_INSTRUCTIONS TO FOLLOW_: Return, word for word, each of the lines below that contains the word "white".

_GIVEN ENTRIES_:

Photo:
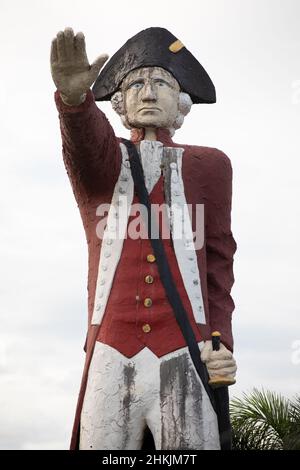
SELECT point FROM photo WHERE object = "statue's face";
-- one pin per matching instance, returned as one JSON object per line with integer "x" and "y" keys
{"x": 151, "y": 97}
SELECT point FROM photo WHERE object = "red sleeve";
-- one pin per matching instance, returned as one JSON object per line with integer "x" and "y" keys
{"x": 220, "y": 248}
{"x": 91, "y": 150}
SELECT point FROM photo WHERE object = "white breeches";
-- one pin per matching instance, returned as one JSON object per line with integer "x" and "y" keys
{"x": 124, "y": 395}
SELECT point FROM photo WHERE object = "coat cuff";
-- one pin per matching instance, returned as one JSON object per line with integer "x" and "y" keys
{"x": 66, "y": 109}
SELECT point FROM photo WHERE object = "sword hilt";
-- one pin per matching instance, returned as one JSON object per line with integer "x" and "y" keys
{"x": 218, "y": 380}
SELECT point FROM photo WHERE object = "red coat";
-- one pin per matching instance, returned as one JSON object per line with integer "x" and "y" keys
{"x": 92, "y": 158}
...
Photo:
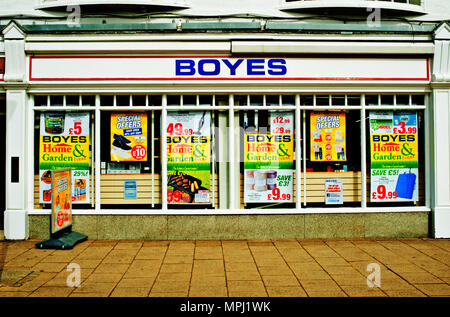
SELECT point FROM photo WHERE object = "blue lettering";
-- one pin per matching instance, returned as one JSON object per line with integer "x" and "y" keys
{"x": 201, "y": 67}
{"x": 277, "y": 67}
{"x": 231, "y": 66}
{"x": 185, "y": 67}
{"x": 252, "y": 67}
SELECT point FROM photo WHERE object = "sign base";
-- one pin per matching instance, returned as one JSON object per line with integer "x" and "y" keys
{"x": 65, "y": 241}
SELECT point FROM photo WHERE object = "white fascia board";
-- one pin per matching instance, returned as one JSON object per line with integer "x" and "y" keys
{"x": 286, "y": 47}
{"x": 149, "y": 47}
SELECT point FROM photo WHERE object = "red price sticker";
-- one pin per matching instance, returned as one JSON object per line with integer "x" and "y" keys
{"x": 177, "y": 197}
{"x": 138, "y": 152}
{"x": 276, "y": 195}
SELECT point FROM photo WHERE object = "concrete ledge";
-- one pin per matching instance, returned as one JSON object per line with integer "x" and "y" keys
==
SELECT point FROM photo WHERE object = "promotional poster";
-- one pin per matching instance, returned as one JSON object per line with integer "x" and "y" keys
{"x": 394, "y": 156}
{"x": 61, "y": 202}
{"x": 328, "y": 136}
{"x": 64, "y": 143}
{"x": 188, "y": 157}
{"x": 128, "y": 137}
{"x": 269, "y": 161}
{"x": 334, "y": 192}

_OUTPUT FOR THIS TASK_:
SELECT point FROM photo WHERE object = "white breeches";
SELECT point FROM photo WHERE object = "white fascia board";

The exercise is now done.